━━━ Source material ━━━
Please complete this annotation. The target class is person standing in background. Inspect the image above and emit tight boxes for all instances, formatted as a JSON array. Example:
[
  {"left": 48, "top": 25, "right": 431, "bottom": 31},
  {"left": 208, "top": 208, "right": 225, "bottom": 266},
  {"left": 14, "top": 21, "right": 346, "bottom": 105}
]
━━━
Exercise
What is needed is every line of the records above that contains the word "left".

Answer area
  {"left": 48, "top": 25, "right": 431, "bottom": 31},
  {"left": 208, "top": 208, "right": 225, "bottom": 266},
  {"left": 14, "top": 21, "right": 346, "bottom": 105}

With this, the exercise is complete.